PASSAGE TO READ:
(begin)

6.6.1.7 Source Term Types

6.6.2 Import Filter

This command allows the user to import filters developed according to the Filter API. Filters cannot be exported or removed from the application, but they can be disabled. A window will pop up with all filters available for import. These filters are found in the METAMSYS/ext directory. See Section 6.11 for more information.

Two simple import filters are provided as examples of custom filtering:

NosNec (for Testing): To exclude "NOS" or "NEC" strings from the output subset
OddEven (for Testing): To exclude odd or even numbered CUIs from the output subset

When an import filter is selected, its option tab appears on the Metathesaurus configuration screen.

6.6.3 New Configuration

Use this command to create a new subset configuration. The License Agreement Notice is displayed (see Section 6.3.1.1.1.) and the configuration process continues as described in Section 6.3 and the following sections.

6.6.4 Open Configuration

Use this command to open a previously saved configuration, which can be run (go to Done, and then Begin Subset) or modified. MetamorphoSys displays the config directory in the MMSYS folder as a starting point from which to locate and select a previously saved configuration.

6.6.5 Save Configuration

Use this command to save the current configuration. MetamorphoSys prompts the user to assign a file name and displays the top level UMLS directory as a starting point for storing the saved configuration file. This allows a user to save a configuration and run it to produce the Metathesaurus subset at a later time. The saved configuration can also be further modified to create new subset configurations.

6.6.6 Exit

Use this command to exit MetamorphoSys. A prompt provides an opportunity for the user to save the configuration before exiting.

6.7 Edit Menu

Two commands, Increase Font and Decrease Font, allow the user to change the text size displayed in MetamorphoSys screens. An additional command, Undo Enable Filter, is available if any filters have been enabled from the File menu.

6.8 Options (for Advanced Users)

Advanced options include MetamorphoSys Options, Advanced Source List Options, and Advanced Suppressibility Options.

(end)

THE RECORDS:
(begin)

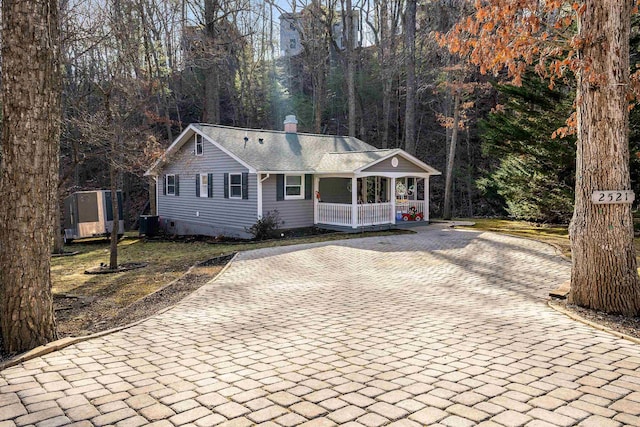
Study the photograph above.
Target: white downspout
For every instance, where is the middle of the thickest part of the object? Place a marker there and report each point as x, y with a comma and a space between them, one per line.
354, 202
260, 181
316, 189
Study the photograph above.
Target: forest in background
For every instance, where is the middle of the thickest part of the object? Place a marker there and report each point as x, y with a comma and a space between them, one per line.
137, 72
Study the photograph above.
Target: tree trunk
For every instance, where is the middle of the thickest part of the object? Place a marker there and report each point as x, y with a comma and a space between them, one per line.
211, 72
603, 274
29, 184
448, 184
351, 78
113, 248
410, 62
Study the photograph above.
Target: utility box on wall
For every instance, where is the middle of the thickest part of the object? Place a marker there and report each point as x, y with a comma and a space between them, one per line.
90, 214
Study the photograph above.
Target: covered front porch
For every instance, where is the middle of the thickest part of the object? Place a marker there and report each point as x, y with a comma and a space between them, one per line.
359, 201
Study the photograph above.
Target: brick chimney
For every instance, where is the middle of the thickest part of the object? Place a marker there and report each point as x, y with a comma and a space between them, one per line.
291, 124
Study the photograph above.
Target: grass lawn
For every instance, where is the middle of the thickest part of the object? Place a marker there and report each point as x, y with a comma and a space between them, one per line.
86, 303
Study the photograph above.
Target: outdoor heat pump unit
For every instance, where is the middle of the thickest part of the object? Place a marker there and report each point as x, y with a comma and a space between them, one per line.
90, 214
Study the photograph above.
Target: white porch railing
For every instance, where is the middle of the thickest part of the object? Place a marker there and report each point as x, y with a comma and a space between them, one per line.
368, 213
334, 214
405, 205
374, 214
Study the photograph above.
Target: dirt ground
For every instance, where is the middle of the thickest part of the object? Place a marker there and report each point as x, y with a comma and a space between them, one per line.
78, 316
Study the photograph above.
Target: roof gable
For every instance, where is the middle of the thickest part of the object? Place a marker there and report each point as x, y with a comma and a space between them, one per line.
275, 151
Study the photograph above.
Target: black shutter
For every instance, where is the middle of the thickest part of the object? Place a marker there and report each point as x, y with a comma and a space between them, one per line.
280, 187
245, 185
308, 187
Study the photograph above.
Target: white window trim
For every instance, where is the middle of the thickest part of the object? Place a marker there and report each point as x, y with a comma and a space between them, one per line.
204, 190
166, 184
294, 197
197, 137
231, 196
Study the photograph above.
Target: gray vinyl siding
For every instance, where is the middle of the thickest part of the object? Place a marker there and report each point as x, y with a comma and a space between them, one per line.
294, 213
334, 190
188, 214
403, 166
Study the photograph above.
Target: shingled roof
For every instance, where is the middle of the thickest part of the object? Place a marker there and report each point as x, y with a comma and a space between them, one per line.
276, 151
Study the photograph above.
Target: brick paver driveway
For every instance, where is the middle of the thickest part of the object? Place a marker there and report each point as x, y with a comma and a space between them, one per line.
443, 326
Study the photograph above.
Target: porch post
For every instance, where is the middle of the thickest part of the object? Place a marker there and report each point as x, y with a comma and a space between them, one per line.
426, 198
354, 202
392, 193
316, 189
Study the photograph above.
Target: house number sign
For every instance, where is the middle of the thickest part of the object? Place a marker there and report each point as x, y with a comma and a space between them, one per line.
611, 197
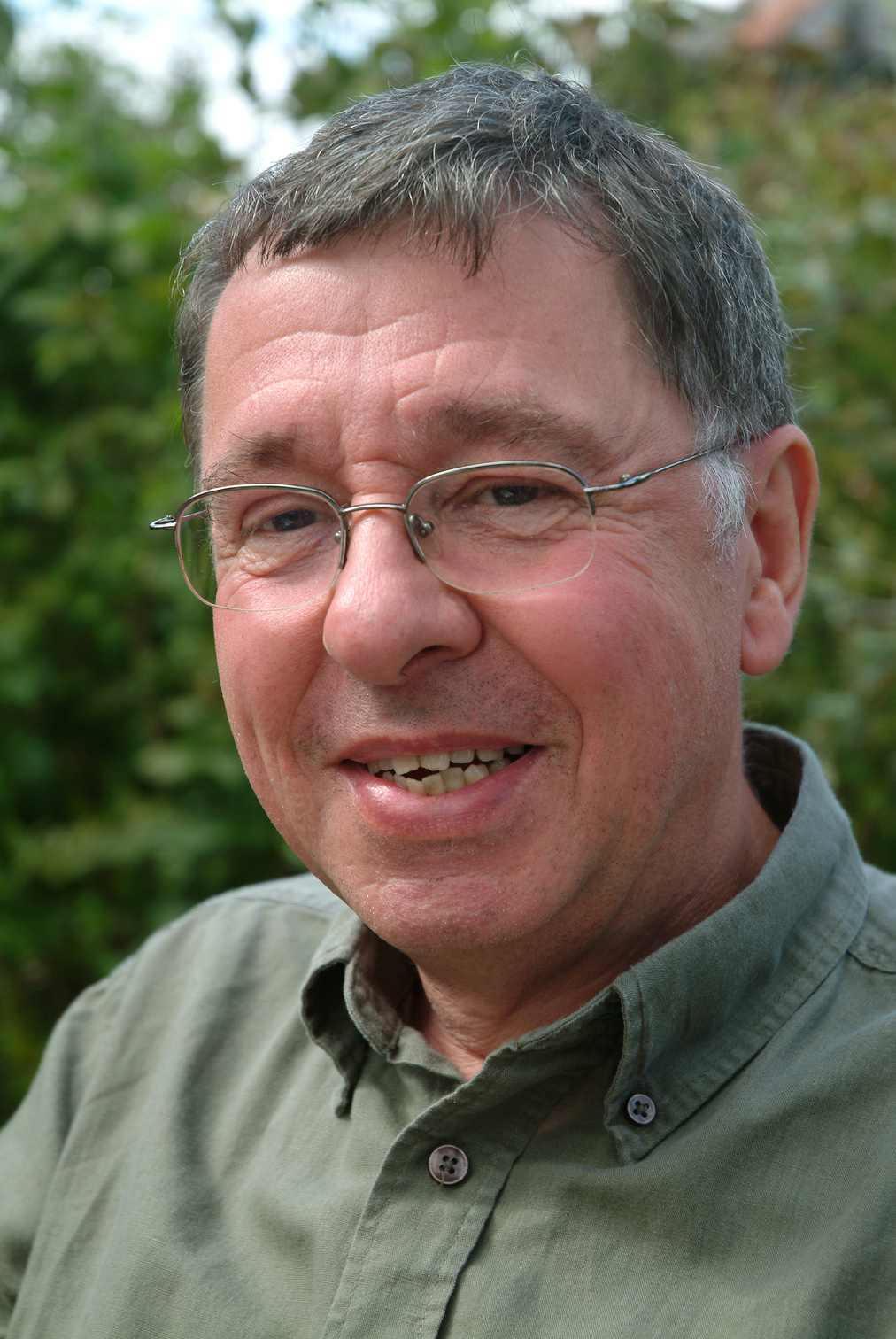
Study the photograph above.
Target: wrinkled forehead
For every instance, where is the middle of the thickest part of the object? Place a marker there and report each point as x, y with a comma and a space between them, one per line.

(end)

SET OF TASKS:
a - Reproduce the MetamorphoSys text starting with "Use this command to exit" and going on through "Advanced Suppressibility Options.", substituting "Enlarge Font" for "Increase Font".
b - Return each line of the rows that contains the string "porch", treating case as significant.

EXERCISE ANSWERS:
a -
Use this command to exit MetamorphoSys. A prompt provides an opportunity for the user to save the configuration before exiting.

6.7 Edit Menu

Two commands, Enlarge Font and Decrease Font, allow the user to change the text size displayed in MetamorphoSys screens. An additional command, Undo Enable Filter, is available if any filters have been enabled from the File menu.

6.8 Options (for Advanced Users)

Advanced options include MetamorphoSys Options, Advanced Source List Options, and Advanced Suppressibility Options.

b -
Target: covered front porch
Target: white porch railing
Target: porch post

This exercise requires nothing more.